In the entries below, find the line containing "to the soil". Copy it and all lines after it, exactly, through the end.
● ● ●
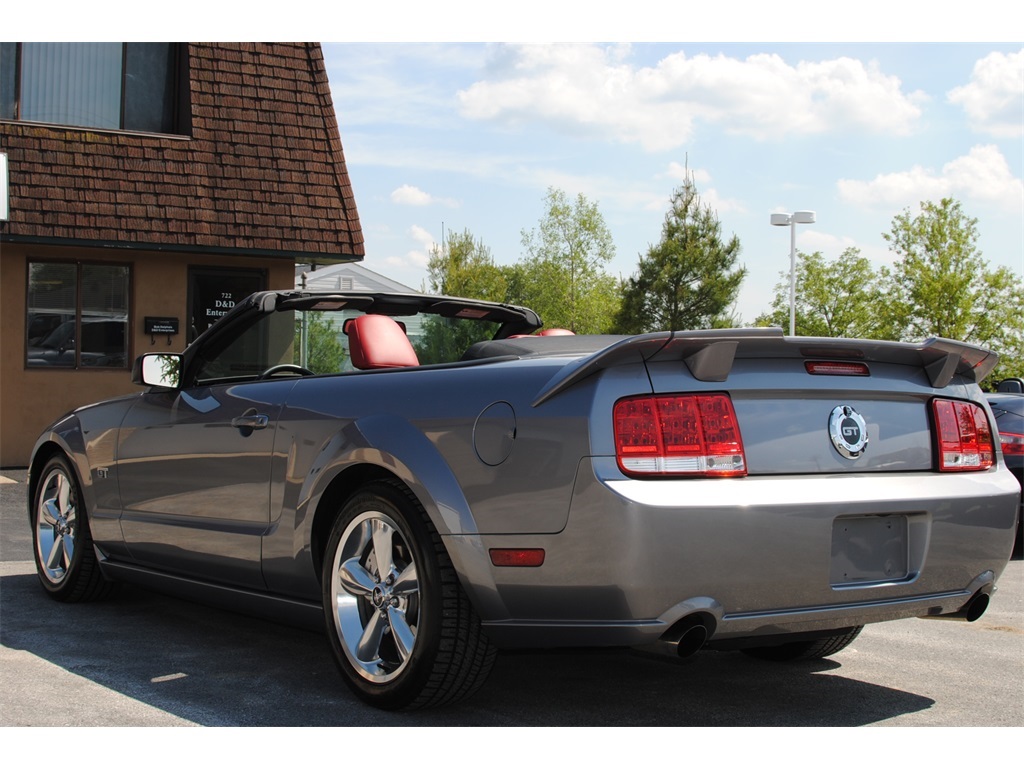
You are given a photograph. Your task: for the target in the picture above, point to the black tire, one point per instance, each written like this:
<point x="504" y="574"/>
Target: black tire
<point x="406" y="638"/>
<point x="805" y="649"/>
<point x="66" y="559"/>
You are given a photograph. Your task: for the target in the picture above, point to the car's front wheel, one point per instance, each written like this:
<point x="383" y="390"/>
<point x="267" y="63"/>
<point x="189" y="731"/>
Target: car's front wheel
<point x="401" y="628"/>
<point x="66" y="559"/>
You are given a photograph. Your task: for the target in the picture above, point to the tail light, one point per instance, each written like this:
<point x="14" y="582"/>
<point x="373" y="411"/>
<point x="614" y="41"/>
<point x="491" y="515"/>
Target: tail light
<point x="679" y="434"/>
<point x="964" y="435"/>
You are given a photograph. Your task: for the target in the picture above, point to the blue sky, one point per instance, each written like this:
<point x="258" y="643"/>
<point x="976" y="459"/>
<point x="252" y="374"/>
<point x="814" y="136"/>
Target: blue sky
<point x="441" y="137"/>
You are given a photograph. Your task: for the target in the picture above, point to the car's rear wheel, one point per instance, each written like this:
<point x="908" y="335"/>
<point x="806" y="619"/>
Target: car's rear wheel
<point x="66" y="560"/>
<point x="805" y="649"/>
<point x="401" y="628"/>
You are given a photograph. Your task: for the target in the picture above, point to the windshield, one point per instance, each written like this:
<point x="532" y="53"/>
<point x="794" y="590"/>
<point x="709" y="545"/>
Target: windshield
<point x="315" y="340"/>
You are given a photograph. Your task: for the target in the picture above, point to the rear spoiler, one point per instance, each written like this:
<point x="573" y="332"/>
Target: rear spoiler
<point x="710" y="354"/>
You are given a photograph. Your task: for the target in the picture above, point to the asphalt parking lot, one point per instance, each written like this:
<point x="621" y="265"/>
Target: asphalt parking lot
<point x="145" y="659"/>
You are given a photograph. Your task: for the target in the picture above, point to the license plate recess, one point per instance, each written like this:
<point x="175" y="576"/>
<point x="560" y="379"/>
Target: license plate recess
<point x="868" y="549"/>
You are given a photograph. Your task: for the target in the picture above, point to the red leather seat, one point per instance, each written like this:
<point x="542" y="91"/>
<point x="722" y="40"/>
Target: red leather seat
<point x="377" y="341"/>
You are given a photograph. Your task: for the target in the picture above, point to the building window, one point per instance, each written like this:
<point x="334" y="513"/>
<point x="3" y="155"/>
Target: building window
<point x="120" y="86"/>
<point x="77" y="315"/>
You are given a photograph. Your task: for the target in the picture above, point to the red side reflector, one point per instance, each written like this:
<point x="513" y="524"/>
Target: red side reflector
<point x="679" y="434"/>
<point x="821" y="368"/>
<point x="1013" y="444"/>
<point x="965" y="438"/>
<point x="523" y="558"/>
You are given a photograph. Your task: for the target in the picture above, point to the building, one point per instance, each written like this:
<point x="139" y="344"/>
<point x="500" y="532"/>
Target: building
<point x="150" y="186"/>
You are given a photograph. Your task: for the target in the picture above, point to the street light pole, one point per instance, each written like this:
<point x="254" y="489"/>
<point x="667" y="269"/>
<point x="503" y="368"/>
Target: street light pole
<point x="791" y="220"/>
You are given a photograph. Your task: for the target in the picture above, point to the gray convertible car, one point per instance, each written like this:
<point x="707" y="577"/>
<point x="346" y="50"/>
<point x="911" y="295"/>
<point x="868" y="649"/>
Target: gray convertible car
<point x="433" y="478"/>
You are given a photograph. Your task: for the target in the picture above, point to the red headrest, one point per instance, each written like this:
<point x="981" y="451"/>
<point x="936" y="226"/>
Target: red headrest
<point x="377" y="341"/>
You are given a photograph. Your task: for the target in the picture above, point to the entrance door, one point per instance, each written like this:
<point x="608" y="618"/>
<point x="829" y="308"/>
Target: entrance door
<point x="213" y="292"/>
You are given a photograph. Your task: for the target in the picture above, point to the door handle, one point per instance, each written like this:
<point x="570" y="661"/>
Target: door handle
<point x="251" y="422"/>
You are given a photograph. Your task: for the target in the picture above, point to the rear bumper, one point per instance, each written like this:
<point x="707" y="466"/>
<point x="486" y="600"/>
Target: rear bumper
<point x="637" y="557"/>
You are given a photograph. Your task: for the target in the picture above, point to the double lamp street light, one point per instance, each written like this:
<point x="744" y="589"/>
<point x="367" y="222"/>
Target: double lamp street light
<point x="791" y="220"/>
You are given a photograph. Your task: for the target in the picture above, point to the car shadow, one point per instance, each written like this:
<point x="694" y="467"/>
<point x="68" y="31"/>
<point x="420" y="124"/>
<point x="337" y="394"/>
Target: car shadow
<point x="212" y="668"/>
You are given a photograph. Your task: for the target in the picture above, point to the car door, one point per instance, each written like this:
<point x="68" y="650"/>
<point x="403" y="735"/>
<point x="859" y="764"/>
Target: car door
<point x="194" y="469"/>
<point x="194" y="464"/>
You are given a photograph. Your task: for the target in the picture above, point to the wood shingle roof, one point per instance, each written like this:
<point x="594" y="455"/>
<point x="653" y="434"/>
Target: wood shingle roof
<point x="262" y="171"/>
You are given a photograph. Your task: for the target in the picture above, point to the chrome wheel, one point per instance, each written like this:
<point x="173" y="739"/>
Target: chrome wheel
<point x="56" y="525"/>
<point x="375" y="594"/>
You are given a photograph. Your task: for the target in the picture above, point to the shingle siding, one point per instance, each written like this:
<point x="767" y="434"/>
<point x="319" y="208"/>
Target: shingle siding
<point x="263" y="169"/>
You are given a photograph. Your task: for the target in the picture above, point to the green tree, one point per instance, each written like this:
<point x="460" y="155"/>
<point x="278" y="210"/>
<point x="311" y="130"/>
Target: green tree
<point x="462" y="267"/>
<point x="317" y="344"/>
<point x="940" y="285"/>
<point x="689" y="279"/>
<point x="841" y="298"/>
<point x="562" y="276"/>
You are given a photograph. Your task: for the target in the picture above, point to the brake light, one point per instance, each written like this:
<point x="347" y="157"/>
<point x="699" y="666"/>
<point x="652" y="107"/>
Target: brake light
<point x="681" y="434"/>
<point x="837" y="369"/>
<point x="964" y="435"/>
<point x="1013" y="444"/>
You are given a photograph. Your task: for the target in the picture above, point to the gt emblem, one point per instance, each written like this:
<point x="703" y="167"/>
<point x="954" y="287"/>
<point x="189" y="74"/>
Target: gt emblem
<point x="848" y="431"/>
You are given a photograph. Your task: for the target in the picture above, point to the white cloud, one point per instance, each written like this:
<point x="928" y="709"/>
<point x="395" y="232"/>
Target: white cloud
<point x="982" y="175"/>
<point x="993" y="99"/>
<point x="594" y="90"/>
<point x="413" y="196"/>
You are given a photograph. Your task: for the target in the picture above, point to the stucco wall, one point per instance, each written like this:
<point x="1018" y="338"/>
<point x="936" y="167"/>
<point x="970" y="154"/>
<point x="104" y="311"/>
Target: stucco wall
<point x="31" y="398"/>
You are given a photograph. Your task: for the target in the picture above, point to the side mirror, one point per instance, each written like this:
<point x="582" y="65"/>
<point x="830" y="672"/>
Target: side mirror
<point x="153" y="370"/>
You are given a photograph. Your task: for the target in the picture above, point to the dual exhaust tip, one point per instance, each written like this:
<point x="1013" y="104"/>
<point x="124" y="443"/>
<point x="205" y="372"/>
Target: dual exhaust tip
<point x="692" y="632"/>
<point x="972" y="610"/>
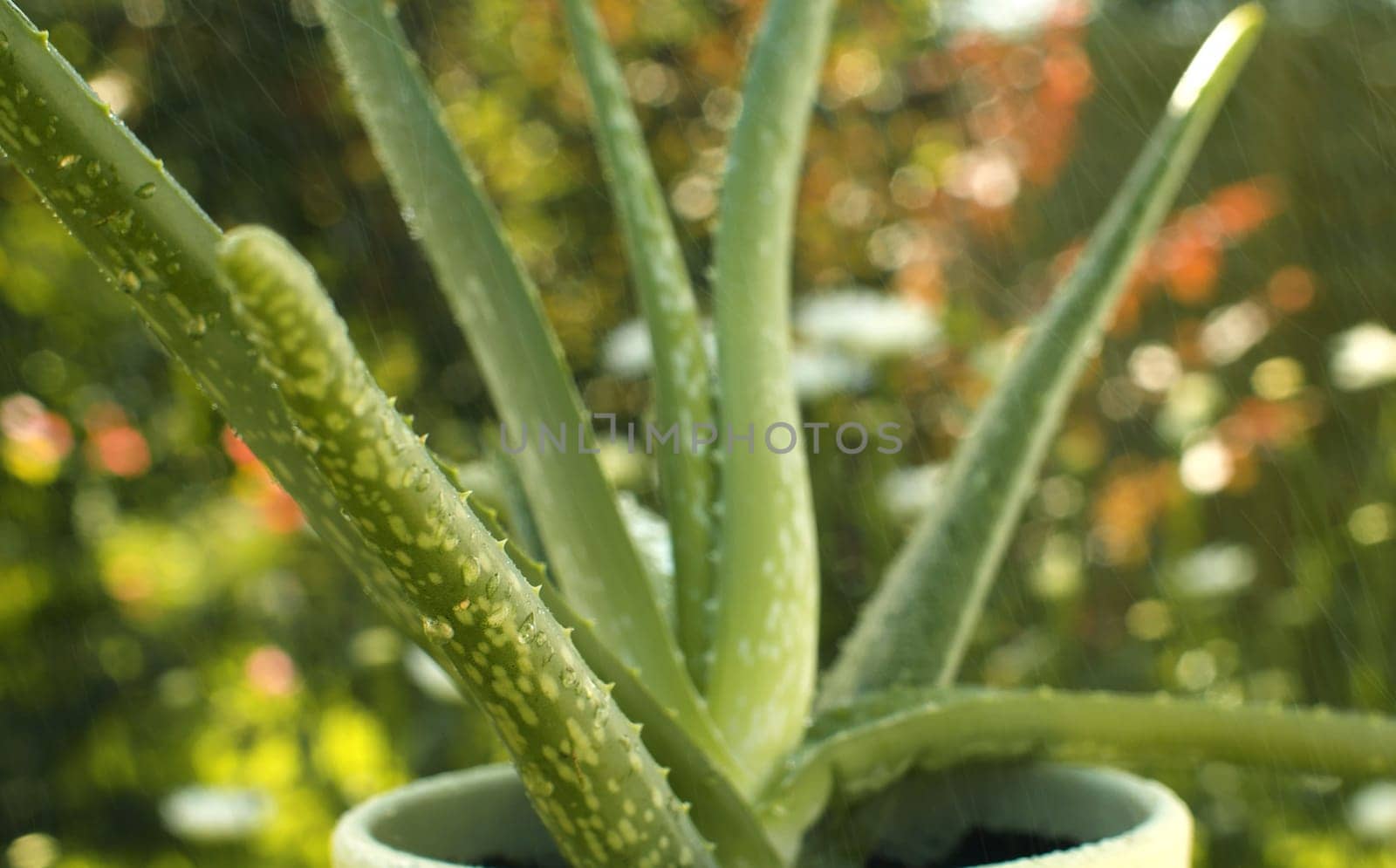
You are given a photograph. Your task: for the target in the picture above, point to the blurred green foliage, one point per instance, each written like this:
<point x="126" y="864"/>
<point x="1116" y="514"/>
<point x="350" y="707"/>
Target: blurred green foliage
<point x="188" y="680"/>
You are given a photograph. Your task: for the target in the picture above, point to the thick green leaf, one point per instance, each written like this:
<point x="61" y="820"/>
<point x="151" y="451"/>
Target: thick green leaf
<point x="579" y="758"/>
<point x="158" y="247"/>
<point x="919" y="623"/>
<point x="866" y="746"/>
<point x="500" y="313"/>
<point x="761" y="679"/>
<point x="683" y="393"/>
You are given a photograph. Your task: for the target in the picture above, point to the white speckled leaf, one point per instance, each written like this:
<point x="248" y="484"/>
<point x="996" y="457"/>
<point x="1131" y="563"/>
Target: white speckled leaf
<point x="918" y="625"/>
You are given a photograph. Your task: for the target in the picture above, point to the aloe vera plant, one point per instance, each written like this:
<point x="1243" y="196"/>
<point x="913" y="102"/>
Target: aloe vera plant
<point x="642" y="739"/>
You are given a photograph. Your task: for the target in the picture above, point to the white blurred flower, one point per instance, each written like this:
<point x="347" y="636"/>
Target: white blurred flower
<point x="1155" y="367"/>
<point x="1003" y="17"/>
<point x="1215" y="571"/>
<point x="429" y="677"/>
<point x="909" y="491"/>
<point x="1372" y="811"/>
<point x="825" y="372"/>
<point x="1232" y="331"/>
<point x="1365" y="356"/>
<point x="216" y="814"/>
<point x="1193" y="404"/>
<point x="867" y="324"/>
<point x="1207" y="467"/>
<point x="654" y="542"/>
<point x="627" y="351"/>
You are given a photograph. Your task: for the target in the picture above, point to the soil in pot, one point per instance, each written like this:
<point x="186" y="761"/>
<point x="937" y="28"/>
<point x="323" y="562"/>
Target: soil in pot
<point x="984" y="847"/>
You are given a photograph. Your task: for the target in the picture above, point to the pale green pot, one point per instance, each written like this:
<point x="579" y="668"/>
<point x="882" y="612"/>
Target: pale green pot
<point x="475" y="817"/>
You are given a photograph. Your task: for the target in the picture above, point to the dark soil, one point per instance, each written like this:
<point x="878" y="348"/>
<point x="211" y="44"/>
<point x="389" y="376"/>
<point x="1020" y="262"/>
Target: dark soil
<point x="984" y="847"/>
● ● ●
THE SOLUTION:
You are given a photograph. Your task: for the target in the picture above, point to the soil in pot, one point per instance, each written like this:
<point x="186" y="761"/>
<point x="937" y="28"/>
<point x="323" y="562"/>
Target: soil in pot
<point x="984" y="847"/>
You are given a photograph. Your task: for the target in the picture above, point to the pale green pot, one point per instance, each written like this:
<point x="579" y="668"/>
<point x="882" y="612"/>
Target: pale green pot
<point x="475" y="817"/>
You are given a photograph. Your task: for the target in the picture above, point to the dark soil, one point per instance, each written like this:
<point x="878" y="348"/>
<point x="211" y="44"/>
<point x="389" y="376"/>
<point x="1020" y="262"/>
Target: dark soil
<point x="984" y="847"/>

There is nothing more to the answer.